_WORK ORDER_
Count the lines in the data below holding the string "bamboo" and write the total by itself.

_STORED DATA_
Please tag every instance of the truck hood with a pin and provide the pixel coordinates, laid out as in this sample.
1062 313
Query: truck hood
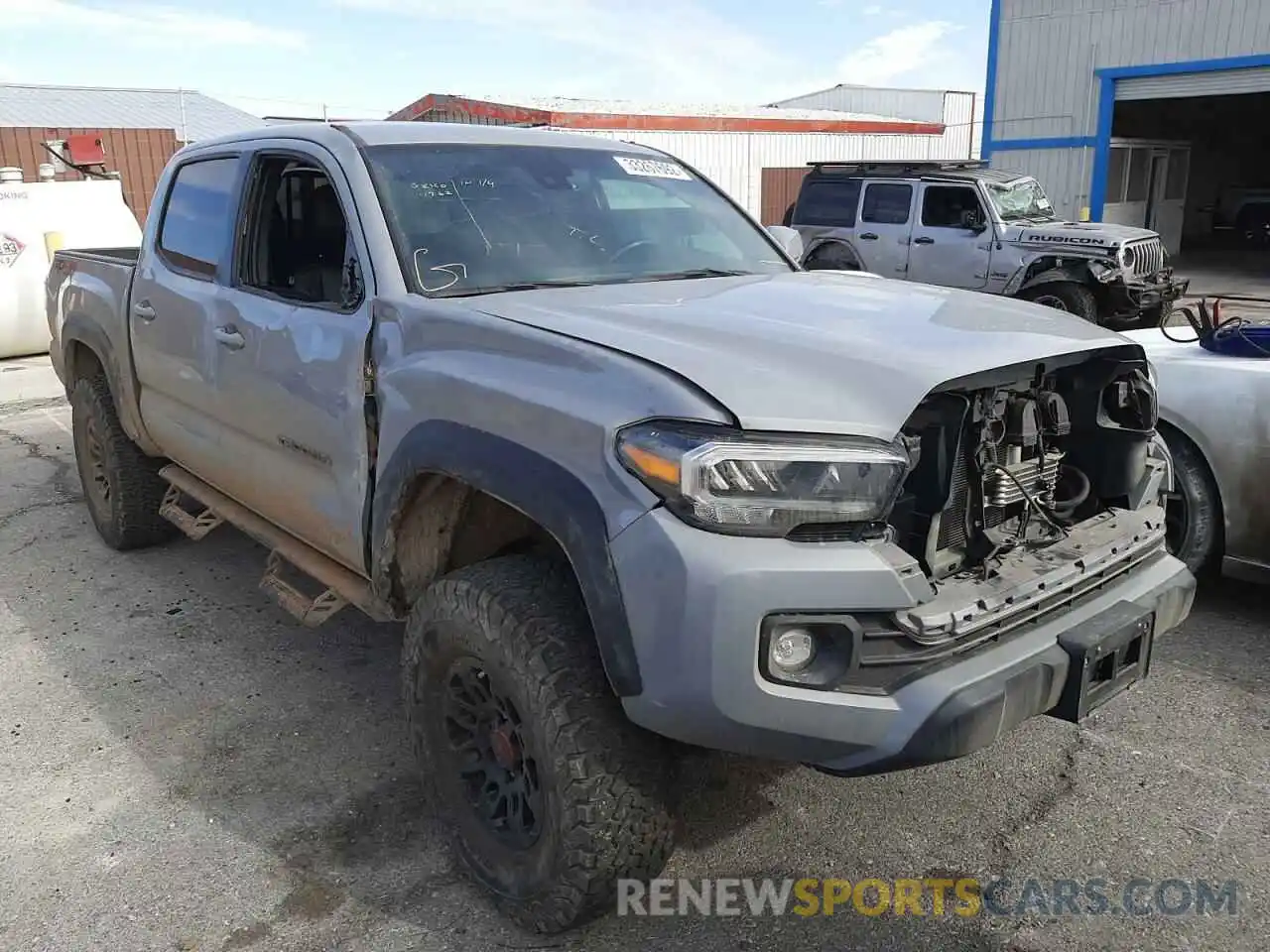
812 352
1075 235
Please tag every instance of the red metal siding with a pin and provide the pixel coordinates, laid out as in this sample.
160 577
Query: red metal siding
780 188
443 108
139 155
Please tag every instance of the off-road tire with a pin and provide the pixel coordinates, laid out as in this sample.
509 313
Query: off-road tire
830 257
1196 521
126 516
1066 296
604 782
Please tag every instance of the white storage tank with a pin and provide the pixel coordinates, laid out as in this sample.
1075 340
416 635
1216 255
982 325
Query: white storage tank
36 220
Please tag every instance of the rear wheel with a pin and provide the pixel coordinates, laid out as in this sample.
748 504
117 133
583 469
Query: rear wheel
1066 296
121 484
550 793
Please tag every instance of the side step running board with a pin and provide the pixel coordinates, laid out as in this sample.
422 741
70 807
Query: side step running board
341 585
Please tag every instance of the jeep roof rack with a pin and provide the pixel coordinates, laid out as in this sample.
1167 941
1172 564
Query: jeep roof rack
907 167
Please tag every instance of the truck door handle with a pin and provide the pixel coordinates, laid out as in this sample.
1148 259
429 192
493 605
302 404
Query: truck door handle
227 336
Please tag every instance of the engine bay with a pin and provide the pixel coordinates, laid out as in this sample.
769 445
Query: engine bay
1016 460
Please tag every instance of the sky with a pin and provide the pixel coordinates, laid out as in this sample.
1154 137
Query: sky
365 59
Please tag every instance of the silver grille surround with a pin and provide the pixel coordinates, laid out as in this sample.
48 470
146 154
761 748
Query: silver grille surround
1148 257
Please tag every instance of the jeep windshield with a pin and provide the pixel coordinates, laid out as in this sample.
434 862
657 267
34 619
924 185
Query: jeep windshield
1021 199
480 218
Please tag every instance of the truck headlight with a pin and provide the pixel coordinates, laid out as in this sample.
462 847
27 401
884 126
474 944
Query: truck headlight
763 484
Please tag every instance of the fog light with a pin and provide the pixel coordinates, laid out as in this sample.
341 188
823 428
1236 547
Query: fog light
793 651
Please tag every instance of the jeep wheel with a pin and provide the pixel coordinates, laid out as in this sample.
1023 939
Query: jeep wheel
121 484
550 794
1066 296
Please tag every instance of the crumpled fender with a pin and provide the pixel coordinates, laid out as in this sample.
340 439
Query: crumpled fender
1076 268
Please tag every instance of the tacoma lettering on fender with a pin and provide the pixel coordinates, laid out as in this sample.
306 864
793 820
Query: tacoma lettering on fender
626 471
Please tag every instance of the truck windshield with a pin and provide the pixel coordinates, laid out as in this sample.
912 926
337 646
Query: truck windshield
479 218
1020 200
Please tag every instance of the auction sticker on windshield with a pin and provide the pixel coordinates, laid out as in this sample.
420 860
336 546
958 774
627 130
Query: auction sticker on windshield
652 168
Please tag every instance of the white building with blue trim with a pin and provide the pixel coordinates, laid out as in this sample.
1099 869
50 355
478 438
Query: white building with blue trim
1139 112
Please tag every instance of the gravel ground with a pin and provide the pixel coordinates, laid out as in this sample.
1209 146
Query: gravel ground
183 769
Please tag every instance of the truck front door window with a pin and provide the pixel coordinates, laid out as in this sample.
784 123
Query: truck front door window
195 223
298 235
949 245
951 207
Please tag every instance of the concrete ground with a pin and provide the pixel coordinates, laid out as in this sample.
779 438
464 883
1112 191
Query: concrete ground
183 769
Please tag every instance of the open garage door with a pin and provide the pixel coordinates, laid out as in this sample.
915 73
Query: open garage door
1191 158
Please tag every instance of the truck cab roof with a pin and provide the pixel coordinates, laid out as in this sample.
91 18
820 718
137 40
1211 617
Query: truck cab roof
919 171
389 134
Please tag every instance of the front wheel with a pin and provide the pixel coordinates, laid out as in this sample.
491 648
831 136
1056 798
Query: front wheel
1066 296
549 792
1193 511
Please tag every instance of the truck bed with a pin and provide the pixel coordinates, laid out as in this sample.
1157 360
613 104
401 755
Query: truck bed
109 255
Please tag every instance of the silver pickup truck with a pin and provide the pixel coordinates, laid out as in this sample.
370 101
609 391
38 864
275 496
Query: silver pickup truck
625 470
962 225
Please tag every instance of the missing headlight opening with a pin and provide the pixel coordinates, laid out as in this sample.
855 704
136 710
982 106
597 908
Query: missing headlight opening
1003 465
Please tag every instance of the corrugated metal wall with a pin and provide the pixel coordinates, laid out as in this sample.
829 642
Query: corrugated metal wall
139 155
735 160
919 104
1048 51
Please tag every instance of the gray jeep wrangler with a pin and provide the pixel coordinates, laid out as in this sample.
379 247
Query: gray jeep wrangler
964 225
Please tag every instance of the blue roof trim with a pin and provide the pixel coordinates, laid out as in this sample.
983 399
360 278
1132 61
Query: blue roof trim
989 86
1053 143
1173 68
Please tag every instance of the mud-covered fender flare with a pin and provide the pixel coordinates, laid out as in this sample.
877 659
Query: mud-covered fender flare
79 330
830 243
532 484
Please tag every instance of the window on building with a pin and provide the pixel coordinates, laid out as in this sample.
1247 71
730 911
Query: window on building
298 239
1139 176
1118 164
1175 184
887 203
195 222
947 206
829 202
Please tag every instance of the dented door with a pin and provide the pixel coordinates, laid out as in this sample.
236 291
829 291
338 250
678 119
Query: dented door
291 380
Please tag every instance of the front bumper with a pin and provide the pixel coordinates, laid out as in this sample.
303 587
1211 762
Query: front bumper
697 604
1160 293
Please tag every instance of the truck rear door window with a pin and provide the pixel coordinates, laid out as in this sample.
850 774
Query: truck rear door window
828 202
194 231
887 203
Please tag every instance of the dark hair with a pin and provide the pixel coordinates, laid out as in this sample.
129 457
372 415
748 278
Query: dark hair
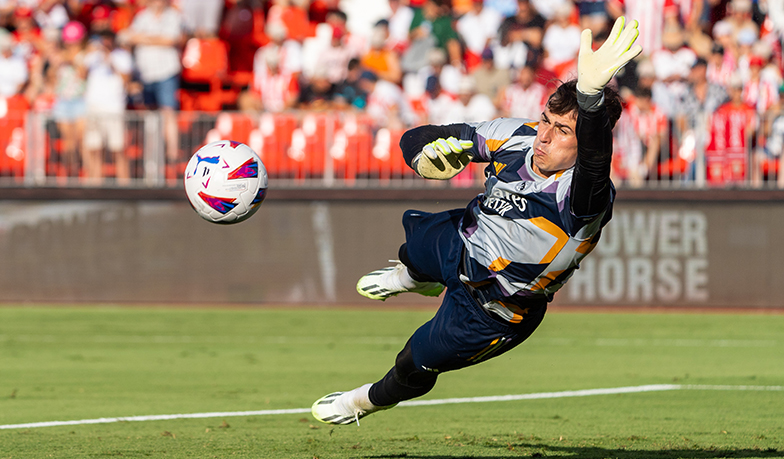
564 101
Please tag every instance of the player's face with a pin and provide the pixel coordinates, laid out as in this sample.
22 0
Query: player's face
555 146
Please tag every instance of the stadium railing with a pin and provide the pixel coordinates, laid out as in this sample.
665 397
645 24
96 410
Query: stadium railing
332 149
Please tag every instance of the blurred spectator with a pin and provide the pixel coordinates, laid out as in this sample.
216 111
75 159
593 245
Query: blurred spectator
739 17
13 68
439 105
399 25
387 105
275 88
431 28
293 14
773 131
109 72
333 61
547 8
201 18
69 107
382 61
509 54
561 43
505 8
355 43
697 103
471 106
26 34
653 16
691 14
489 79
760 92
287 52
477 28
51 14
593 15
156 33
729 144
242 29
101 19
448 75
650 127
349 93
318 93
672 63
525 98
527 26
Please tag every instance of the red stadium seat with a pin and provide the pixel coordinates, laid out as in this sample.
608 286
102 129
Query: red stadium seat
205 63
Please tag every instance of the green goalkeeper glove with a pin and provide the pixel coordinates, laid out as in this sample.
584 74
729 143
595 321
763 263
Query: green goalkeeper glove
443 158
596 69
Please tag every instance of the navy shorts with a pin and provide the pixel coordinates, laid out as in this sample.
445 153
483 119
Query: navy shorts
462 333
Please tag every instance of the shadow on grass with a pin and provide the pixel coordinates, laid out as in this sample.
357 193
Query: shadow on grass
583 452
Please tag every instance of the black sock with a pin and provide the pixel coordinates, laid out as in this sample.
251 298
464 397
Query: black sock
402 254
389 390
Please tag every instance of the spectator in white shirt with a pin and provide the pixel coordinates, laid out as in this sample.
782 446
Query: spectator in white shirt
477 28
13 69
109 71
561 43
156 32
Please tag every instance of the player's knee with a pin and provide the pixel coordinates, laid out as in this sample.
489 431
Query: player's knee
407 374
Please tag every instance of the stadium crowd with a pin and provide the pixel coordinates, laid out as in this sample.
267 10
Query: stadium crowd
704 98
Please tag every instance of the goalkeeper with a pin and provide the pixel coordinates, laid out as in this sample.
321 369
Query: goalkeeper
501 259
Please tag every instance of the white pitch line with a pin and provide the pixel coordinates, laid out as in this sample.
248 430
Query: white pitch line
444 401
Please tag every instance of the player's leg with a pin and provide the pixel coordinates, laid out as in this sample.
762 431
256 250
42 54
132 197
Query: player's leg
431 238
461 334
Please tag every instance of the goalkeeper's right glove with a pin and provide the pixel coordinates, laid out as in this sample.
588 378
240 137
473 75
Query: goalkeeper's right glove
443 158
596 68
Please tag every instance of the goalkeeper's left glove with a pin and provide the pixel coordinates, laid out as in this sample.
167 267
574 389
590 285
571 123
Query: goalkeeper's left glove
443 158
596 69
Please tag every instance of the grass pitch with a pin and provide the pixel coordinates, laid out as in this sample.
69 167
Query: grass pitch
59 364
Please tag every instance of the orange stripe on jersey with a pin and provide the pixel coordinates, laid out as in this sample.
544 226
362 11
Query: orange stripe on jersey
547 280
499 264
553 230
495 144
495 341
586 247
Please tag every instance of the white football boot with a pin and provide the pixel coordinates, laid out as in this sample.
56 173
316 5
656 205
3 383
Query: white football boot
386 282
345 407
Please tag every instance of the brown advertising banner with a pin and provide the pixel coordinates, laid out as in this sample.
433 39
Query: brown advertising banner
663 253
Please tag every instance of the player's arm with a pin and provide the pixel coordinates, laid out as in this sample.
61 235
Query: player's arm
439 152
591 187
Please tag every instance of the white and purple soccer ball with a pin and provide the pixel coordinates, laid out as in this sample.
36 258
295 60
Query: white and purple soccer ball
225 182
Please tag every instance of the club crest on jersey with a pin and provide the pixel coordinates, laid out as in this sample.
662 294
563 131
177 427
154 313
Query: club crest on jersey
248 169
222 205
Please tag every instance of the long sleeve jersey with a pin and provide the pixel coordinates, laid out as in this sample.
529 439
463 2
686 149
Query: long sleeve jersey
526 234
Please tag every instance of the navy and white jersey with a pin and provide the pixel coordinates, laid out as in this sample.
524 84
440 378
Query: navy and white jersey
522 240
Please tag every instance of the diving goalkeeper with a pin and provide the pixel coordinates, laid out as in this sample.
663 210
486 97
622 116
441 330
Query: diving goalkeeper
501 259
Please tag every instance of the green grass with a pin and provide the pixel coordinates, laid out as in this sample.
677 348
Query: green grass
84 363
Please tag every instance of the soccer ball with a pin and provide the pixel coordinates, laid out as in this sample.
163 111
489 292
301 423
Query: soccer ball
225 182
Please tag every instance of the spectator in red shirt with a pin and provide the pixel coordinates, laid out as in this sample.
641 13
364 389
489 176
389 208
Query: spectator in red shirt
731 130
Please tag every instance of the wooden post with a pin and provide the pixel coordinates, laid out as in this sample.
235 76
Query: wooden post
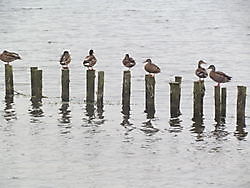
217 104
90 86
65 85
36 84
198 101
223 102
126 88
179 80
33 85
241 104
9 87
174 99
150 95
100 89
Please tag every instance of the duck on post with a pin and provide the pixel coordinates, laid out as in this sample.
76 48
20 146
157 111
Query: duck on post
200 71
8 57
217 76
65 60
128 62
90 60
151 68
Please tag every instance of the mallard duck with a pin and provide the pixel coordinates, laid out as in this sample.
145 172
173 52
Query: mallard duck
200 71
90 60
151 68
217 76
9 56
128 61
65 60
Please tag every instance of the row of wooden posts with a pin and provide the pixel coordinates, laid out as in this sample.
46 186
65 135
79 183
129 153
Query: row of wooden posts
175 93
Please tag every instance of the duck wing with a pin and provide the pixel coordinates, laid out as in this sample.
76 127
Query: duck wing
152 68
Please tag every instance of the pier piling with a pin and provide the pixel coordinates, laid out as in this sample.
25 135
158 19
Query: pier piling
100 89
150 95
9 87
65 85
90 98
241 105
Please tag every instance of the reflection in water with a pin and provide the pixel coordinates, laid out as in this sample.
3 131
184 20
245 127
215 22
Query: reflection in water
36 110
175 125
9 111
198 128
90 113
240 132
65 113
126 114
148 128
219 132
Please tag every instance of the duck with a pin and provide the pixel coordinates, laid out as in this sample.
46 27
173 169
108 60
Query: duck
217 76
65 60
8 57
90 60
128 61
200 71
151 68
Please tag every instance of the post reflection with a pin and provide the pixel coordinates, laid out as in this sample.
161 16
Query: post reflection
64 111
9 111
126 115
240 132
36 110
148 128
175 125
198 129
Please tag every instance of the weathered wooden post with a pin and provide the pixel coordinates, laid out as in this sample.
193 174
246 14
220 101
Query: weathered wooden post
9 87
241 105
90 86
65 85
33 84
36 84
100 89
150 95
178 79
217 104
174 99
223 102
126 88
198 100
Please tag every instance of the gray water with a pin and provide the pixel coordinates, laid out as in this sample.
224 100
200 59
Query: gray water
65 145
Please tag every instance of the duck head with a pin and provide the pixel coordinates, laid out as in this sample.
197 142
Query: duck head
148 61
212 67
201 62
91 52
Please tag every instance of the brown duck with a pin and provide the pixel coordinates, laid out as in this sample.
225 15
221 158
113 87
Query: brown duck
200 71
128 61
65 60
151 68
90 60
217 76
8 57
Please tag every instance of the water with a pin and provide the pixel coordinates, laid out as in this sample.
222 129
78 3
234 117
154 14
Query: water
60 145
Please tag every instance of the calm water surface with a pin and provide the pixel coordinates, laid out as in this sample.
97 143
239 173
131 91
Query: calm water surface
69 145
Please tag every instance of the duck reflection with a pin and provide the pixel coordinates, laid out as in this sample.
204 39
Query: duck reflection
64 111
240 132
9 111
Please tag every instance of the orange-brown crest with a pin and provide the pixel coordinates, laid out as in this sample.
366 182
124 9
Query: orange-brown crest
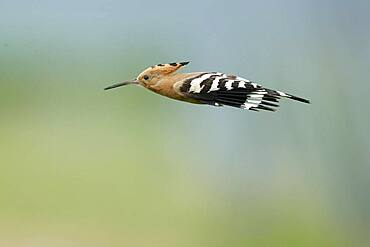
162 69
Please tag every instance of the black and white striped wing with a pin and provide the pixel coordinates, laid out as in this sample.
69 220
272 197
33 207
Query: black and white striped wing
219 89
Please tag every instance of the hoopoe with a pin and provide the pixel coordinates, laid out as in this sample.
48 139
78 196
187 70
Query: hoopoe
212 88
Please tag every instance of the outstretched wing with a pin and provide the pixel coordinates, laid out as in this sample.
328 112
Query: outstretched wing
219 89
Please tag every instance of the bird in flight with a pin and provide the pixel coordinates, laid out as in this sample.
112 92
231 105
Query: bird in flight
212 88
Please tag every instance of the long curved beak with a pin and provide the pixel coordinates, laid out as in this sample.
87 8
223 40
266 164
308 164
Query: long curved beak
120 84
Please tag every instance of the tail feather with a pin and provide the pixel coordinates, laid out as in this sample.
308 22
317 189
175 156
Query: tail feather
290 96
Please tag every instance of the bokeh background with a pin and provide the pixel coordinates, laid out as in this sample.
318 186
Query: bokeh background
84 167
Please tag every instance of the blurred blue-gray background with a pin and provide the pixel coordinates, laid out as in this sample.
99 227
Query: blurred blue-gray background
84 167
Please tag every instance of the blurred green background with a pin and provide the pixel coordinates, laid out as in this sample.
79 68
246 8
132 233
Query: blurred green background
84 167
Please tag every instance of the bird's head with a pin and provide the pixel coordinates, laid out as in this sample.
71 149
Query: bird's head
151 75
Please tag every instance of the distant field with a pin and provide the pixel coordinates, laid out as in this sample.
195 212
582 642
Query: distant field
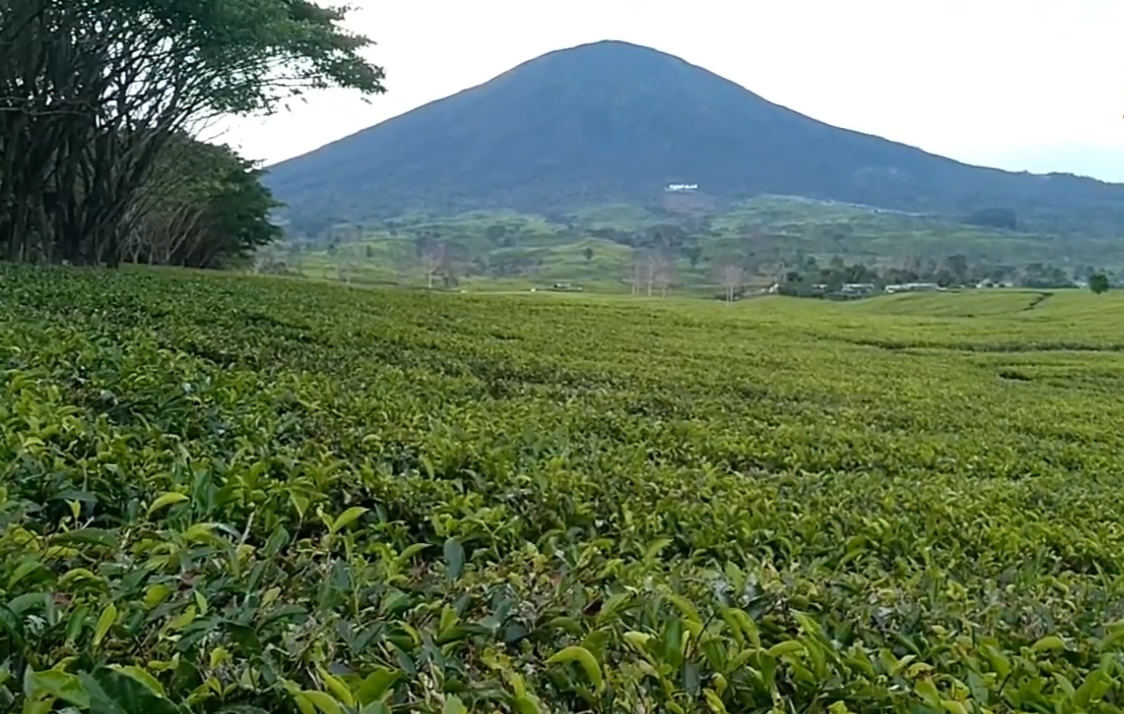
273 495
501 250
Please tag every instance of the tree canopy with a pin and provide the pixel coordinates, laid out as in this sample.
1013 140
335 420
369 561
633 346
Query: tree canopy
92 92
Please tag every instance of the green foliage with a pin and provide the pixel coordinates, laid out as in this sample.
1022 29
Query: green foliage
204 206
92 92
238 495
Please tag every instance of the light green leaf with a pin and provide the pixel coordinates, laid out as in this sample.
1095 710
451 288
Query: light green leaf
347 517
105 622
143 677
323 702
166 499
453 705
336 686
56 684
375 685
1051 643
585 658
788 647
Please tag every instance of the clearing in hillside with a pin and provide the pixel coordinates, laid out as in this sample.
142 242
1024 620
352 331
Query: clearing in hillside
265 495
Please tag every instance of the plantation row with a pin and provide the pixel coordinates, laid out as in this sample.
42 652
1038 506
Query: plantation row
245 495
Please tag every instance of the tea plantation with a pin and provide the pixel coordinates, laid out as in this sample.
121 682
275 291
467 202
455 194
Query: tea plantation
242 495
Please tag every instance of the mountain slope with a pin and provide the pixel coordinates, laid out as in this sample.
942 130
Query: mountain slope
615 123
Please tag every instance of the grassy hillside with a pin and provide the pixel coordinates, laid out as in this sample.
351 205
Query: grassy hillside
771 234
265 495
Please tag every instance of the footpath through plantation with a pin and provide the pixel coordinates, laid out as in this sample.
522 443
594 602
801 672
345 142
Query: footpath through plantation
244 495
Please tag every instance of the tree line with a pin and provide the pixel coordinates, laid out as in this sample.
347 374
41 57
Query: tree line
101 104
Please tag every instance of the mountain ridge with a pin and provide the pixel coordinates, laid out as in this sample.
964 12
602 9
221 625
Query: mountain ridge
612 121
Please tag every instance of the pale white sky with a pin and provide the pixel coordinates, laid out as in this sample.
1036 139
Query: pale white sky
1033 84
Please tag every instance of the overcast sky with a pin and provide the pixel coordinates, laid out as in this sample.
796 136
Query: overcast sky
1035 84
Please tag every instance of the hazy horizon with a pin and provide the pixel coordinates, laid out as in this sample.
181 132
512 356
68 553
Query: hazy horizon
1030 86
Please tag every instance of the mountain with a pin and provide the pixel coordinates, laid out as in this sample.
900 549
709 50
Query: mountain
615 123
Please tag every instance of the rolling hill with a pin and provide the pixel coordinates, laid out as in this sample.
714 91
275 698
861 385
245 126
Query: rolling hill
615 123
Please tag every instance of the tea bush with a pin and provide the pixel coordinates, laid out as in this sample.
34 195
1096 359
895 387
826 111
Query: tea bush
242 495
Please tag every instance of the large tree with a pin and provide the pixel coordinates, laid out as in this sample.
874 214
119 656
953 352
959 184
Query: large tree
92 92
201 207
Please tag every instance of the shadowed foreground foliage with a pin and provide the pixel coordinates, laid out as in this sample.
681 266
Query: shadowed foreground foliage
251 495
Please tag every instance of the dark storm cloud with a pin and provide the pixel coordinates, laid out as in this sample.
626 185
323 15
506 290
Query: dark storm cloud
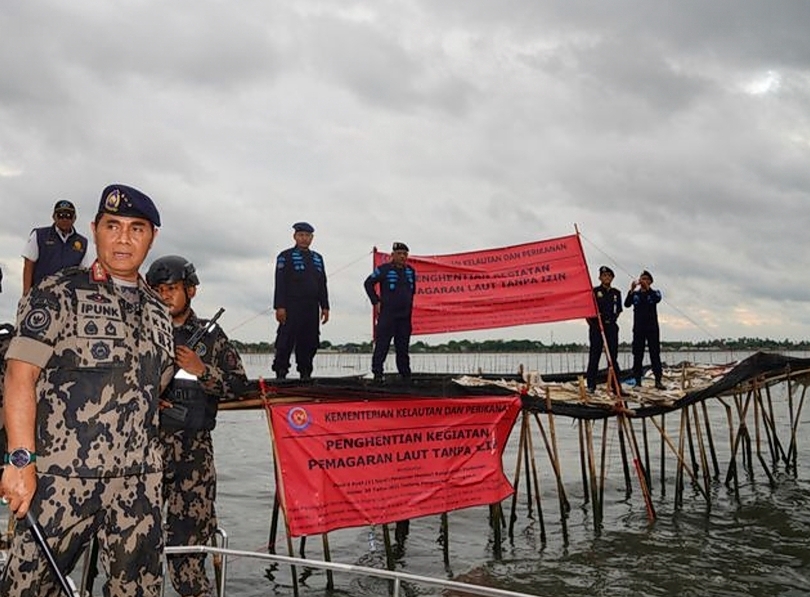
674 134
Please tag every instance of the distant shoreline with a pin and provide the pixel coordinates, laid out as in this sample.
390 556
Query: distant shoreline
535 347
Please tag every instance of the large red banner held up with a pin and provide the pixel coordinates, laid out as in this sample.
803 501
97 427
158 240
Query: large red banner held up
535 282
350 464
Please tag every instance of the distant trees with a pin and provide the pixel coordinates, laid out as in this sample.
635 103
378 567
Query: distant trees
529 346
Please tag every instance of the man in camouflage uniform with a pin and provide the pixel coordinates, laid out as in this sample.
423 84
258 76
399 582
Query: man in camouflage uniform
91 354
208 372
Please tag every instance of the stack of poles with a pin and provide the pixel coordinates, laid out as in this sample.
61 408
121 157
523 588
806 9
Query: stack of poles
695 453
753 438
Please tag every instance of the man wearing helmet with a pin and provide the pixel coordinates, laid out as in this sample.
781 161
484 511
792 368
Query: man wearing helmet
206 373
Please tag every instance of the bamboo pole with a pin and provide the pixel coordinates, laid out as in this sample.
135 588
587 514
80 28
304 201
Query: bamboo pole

_ANSWER TO THIS TASK_
2